▸ Given data
•••
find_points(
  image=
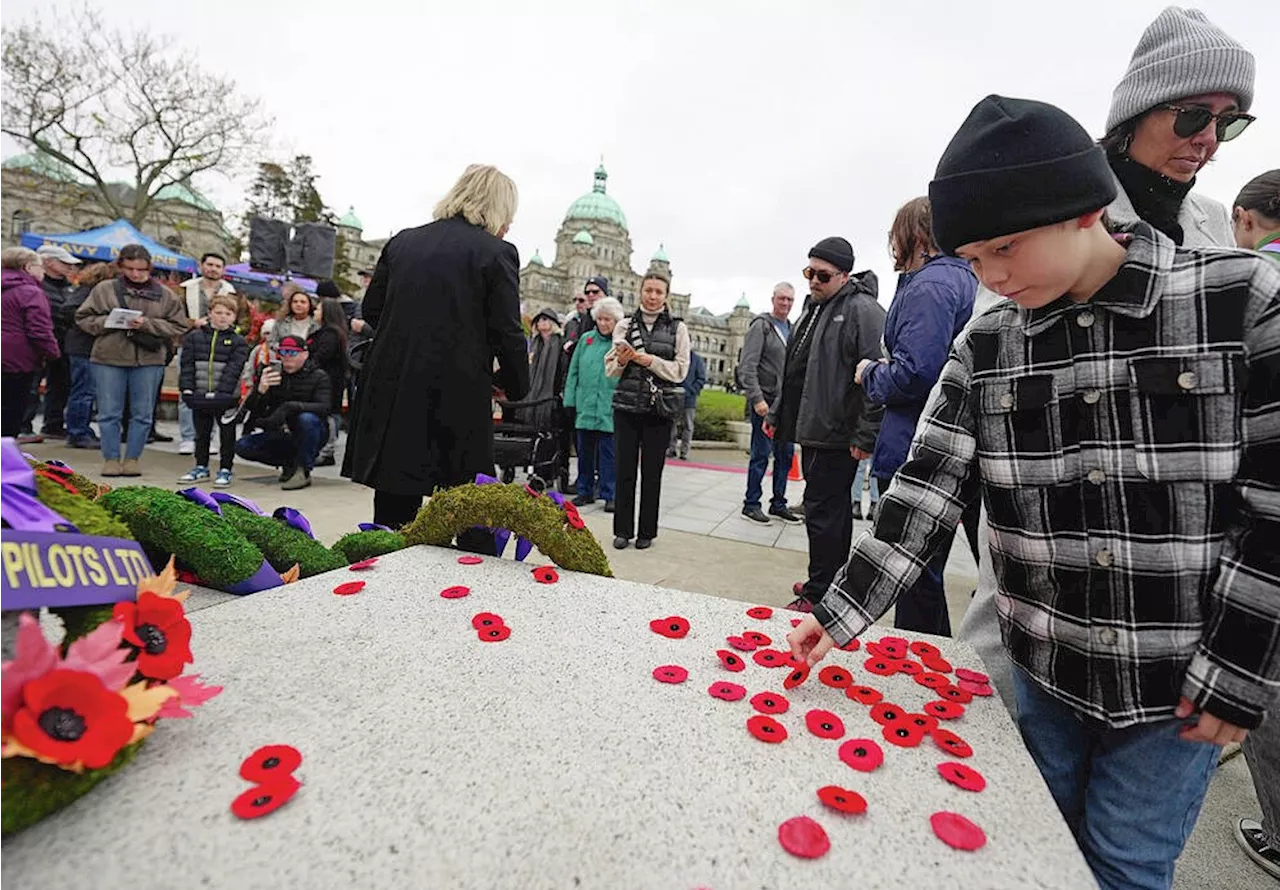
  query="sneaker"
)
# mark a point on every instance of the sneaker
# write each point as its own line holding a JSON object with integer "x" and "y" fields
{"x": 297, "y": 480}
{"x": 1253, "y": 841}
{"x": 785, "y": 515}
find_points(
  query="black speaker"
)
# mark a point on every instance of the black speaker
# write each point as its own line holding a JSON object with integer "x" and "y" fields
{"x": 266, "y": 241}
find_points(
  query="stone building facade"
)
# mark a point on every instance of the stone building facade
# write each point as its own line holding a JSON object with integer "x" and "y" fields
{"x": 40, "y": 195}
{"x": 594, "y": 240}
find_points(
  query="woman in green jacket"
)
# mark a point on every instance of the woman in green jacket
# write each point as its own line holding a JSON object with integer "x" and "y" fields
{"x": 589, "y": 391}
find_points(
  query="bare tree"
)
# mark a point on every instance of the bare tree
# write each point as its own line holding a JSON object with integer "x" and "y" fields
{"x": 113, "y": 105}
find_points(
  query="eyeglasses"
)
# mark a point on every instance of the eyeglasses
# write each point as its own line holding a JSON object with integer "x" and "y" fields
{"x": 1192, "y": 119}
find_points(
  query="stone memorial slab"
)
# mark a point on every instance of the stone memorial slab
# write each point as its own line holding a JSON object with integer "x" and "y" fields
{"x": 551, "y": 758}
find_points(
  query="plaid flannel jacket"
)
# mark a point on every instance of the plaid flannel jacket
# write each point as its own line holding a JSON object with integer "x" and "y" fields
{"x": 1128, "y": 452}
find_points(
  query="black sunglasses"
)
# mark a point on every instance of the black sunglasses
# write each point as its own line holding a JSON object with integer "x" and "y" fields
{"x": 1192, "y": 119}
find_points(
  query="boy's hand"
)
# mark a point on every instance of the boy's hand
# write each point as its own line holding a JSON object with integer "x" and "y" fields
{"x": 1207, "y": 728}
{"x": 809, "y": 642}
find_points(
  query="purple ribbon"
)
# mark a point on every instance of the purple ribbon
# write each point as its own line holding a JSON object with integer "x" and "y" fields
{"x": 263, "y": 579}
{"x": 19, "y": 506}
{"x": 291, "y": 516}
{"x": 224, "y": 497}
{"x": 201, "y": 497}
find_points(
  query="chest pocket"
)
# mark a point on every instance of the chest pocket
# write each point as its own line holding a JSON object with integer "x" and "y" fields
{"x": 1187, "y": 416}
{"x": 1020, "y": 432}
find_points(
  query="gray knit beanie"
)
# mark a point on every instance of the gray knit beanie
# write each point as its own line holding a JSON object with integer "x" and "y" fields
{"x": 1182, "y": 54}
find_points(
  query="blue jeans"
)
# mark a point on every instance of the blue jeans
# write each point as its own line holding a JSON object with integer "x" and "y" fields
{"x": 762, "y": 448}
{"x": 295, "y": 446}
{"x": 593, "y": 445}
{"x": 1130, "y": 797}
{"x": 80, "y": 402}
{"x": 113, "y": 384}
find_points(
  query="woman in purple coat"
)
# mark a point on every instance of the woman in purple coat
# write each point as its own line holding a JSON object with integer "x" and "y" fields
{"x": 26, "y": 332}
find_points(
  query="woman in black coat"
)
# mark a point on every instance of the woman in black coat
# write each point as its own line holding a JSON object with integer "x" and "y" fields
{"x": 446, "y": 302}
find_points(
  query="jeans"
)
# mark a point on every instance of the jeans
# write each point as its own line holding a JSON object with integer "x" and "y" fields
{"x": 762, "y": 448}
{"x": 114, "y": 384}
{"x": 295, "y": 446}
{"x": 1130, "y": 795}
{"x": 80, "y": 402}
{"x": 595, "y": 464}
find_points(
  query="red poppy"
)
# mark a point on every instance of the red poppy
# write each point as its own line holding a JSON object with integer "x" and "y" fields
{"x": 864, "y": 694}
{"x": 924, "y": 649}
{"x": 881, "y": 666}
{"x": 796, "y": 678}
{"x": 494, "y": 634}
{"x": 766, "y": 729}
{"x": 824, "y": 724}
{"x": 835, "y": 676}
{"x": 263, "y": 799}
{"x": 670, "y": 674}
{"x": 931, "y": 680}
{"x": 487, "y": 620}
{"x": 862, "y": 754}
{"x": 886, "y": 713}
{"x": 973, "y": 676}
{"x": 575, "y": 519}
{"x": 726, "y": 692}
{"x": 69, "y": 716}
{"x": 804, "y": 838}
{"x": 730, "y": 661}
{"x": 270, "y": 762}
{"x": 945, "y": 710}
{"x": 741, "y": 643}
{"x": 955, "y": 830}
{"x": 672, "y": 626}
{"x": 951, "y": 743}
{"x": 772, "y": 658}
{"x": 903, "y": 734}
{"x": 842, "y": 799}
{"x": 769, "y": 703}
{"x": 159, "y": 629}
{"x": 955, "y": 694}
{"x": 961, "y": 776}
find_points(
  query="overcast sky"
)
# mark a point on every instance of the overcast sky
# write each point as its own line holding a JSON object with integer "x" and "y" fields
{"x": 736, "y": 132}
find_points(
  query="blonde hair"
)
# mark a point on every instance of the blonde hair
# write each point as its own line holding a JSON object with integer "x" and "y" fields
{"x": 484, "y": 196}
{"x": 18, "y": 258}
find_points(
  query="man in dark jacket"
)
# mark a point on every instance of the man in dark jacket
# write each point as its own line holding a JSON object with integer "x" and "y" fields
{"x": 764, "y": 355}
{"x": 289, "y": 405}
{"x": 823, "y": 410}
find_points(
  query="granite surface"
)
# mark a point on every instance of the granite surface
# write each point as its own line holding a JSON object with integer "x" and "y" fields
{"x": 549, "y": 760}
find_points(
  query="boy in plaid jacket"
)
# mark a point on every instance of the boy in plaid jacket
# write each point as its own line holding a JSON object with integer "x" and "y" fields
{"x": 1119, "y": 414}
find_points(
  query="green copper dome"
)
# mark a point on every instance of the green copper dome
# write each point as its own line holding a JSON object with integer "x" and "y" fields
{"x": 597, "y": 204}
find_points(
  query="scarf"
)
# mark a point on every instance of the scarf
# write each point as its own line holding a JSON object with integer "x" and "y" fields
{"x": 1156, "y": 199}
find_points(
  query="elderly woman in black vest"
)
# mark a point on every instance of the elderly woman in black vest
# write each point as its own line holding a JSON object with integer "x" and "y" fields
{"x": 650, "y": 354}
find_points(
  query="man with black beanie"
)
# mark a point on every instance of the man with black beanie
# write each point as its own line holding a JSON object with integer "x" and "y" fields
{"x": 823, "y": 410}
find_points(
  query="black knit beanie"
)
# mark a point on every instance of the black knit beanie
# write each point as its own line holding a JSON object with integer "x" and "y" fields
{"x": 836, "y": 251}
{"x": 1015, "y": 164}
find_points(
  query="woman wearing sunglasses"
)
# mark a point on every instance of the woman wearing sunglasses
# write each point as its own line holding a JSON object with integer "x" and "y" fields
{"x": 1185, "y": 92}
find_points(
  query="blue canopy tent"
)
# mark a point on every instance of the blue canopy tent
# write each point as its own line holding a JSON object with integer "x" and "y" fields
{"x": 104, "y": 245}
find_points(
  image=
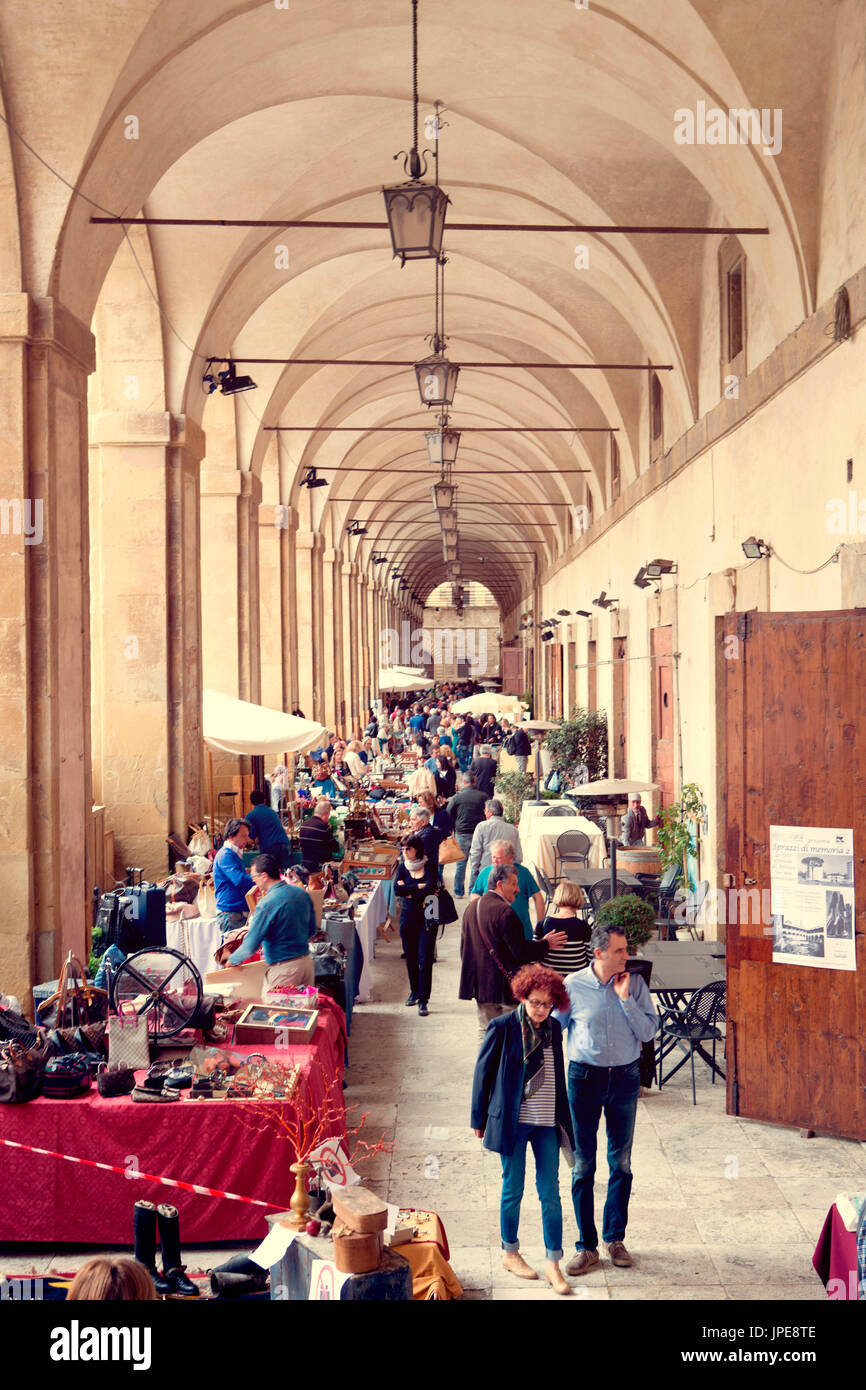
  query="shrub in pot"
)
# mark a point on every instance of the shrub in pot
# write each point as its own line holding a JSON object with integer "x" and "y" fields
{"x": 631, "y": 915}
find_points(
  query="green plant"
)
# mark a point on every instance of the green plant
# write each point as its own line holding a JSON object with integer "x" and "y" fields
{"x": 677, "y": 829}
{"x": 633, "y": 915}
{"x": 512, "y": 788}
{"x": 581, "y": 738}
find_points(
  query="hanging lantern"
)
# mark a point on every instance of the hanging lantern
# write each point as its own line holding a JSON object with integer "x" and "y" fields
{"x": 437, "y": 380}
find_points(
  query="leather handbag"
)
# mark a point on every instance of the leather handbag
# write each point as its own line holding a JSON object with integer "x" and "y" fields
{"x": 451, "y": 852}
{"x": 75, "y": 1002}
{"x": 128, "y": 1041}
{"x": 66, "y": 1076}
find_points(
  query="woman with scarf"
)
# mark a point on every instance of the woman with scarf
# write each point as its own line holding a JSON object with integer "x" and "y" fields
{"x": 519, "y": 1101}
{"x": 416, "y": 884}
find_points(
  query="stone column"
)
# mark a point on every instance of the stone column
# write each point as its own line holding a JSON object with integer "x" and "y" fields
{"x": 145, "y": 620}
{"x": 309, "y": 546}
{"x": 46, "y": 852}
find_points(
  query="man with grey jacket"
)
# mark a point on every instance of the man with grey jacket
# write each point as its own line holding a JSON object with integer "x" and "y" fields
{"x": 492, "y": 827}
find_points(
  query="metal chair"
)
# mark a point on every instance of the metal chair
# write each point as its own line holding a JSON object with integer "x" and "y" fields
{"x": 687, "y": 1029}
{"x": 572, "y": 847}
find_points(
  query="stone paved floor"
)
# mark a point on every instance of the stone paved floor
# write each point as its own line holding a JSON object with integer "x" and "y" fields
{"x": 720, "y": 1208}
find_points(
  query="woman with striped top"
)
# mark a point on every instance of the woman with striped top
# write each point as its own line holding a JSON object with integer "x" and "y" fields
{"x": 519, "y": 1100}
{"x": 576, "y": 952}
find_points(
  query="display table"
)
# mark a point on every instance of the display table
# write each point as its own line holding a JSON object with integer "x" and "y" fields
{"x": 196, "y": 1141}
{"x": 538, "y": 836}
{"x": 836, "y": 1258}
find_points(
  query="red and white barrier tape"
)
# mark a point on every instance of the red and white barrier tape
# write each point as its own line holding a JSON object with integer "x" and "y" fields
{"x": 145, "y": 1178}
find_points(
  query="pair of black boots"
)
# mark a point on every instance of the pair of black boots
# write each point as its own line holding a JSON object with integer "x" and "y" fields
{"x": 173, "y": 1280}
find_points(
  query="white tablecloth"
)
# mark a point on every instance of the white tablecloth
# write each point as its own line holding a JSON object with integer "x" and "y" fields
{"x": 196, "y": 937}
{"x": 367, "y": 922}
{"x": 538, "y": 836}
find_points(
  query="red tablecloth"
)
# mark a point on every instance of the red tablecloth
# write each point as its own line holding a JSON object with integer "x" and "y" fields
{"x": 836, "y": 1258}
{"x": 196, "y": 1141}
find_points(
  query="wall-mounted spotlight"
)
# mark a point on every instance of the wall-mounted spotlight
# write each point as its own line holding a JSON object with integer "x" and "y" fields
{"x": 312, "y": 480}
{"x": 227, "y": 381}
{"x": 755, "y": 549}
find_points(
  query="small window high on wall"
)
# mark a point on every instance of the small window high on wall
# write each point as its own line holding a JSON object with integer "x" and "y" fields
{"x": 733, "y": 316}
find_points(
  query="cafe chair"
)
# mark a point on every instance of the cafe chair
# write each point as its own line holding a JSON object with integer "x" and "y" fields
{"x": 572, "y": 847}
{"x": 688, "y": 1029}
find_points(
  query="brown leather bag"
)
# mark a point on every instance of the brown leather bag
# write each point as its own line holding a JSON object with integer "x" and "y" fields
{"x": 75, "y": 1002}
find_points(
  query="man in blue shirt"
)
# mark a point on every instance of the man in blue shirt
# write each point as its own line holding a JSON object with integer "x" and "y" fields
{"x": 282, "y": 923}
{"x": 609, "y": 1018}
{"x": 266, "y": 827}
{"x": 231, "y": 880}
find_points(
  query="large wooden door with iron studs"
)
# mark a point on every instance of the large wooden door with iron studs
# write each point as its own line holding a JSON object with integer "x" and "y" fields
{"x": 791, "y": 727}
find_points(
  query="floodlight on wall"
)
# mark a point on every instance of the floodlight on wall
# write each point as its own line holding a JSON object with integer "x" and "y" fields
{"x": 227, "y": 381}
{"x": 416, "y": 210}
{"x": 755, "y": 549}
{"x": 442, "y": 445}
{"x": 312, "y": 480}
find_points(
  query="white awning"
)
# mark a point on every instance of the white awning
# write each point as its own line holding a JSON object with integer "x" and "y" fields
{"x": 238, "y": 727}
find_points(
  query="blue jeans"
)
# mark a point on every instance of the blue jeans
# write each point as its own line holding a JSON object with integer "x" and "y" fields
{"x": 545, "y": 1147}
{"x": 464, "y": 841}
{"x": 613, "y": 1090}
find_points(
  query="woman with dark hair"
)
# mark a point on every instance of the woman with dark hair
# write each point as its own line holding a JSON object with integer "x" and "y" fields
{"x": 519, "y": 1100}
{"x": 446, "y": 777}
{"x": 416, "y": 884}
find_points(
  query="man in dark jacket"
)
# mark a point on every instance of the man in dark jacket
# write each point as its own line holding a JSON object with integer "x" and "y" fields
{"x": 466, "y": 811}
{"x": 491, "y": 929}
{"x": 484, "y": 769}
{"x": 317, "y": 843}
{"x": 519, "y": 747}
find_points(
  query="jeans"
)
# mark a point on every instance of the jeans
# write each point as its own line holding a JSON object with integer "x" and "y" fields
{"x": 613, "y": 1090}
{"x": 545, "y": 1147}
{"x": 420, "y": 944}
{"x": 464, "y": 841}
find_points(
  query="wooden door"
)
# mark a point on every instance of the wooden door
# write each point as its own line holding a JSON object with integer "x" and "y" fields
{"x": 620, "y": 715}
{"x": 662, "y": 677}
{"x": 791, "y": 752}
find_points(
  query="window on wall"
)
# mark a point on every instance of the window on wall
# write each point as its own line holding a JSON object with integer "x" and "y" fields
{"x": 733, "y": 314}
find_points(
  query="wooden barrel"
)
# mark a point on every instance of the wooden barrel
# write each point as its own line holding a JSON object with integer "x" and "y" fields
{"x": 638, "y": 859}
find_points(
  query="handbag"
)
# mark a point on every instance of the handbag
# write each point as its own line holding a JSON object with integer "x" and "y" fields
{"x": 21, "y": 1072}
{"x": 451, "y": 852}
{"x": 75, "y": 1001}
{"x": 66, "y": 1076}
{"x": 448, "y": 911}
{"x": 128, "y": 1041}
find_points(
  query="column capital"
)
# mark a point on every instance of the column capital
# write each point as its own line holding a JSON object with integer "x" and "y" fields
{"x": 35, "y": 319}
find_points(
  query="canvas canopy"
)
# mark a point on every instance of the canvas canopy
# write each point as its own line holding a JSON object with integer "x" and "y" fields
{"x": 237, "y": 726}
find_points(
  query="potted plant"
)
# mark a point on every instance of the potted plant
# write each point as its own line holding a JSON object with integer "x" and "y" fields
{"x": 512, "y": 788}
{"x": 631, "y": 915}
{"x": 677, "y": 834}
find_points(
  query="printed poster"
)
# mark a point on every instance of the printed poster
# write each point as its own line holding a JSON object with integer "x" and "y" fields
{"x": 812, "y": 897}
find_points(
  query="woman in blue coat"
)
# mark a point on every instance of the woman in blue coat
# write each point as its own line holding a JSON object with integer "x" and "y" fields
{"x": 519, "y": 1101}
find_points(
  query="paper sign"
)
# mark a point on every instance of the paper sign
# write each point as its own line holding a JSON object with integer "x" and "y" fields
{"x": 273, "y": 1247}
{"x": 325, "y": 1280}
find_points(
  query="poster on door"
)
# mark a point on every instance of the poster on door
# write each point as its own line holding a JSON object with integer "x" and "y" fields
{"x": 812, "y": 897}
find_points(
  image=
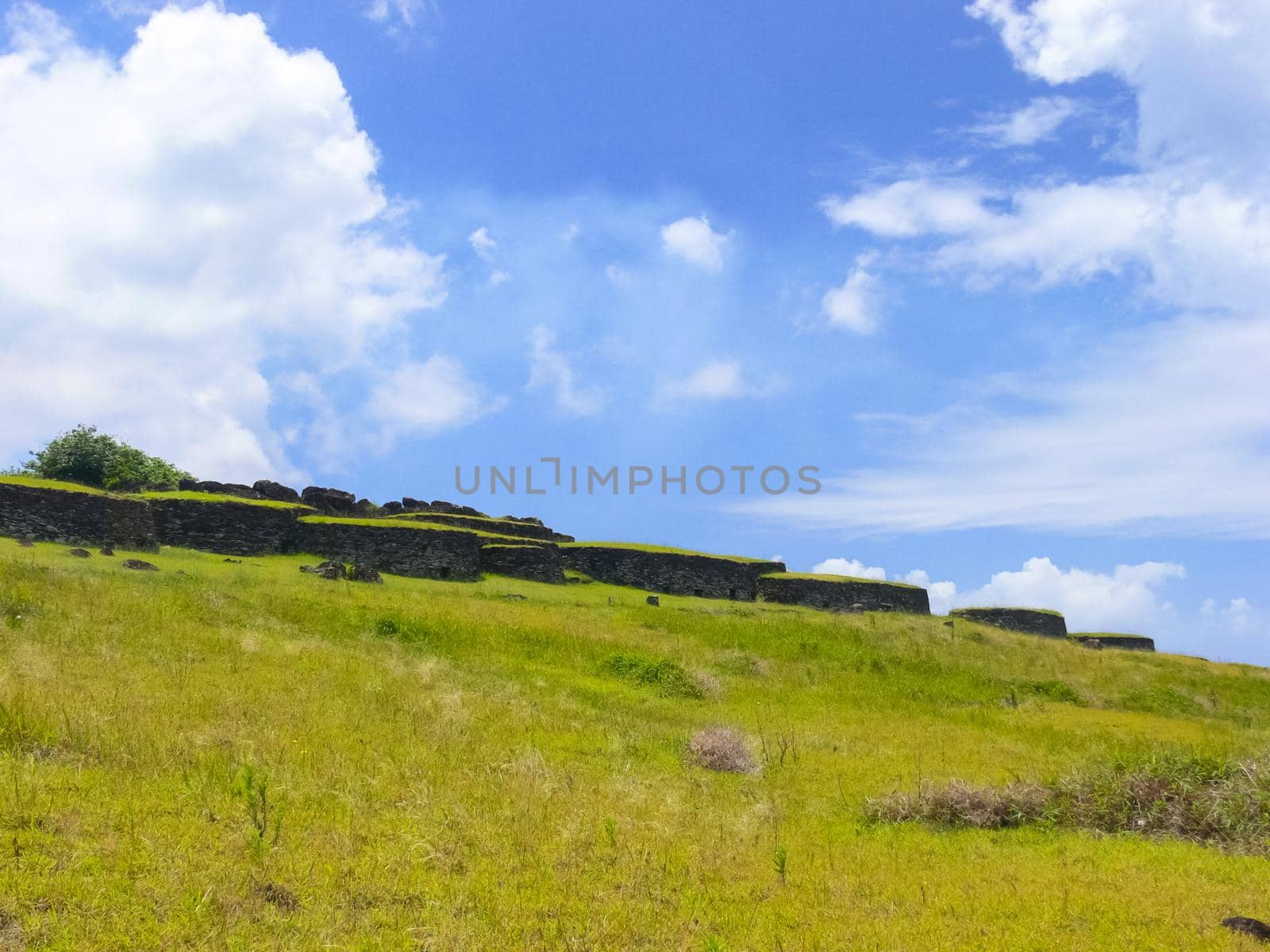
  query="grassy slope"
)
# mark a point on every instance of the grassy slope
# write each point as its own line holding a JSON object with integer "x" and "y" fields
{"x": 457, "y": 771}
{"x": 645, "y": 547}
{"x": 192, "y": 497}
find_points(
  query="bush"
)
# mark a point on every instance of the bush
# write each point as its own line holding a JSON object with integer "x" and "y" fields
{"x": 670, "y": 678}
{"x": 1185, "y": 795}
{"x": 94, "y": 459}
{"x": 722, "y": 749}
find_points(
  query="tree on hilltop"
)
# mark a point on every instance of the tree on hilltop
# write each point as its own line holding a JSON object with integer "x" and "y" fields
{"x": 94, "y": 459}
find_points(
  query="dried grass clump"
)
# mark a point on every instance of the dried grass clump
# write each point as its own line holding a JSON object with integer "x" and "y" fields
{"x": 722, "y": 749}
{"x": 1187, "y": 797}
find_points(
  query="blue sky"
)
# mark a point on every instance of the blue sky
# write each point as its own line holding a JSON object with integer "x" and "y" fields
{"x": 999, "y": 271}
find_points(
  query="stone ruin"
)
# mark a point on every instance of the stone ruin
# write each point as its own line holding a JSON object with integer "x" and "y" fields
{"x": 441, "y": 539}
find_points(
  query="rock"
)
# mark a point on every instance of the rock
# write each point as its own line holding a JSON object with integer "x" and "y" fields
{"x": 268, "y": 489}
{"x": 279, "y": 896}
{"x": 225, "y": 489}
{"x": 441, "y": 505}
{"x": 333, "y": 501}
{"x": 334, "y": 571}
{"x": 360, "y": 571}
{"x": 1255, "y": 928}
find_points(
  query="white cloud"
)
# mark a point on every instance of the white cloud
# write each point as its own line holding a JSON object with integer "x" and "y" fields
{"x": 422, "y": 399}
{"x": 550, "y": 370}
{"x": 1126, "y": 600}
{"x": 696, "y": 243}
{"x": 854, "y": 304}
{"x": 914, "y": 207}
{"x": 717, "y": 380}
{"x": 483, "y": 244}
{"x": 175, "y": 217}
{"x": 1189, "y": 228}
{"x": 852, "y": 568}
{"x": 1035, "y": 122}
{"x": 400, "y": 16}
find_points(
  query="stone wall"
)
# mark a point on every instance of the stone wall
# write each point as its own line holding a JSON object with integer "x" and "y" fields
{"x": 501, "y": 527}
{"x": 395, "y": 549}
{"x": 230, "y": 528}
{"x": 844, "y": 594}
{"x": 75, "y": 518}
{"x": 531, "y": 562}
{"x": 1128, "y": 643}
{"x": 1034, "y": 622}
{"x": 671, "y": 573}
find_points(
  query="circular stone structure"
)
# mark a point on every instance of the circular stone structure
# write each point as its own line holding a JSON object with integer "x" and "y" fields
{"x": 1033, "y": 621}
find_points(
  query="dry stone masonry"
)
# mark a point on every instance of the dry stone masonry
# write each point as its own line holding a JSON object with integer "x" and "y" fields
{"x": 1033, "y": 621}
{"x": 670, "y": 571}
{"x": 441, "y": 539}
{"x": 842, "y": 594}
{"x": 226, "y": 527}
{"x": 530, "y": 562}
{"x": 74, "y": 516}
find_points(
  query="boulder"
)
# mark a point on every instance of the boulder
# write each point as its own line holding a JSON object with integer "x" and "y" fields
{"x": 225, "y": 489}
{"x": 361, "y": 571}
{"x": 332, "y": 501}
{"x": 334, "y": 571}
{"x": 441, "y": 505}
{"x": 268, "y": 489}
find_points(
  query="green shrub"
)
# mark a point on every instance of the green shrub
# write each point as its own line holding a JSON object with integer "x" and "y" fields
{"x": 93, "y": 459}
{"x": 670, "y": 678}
•••
Please collect every line in the listing above that contains the word "window", matching case exactly.

  query="small window high on wall"
# mark a point on every instance of the small window high on wall
  query="window on wall"
# mark a point on every instance of the window on wall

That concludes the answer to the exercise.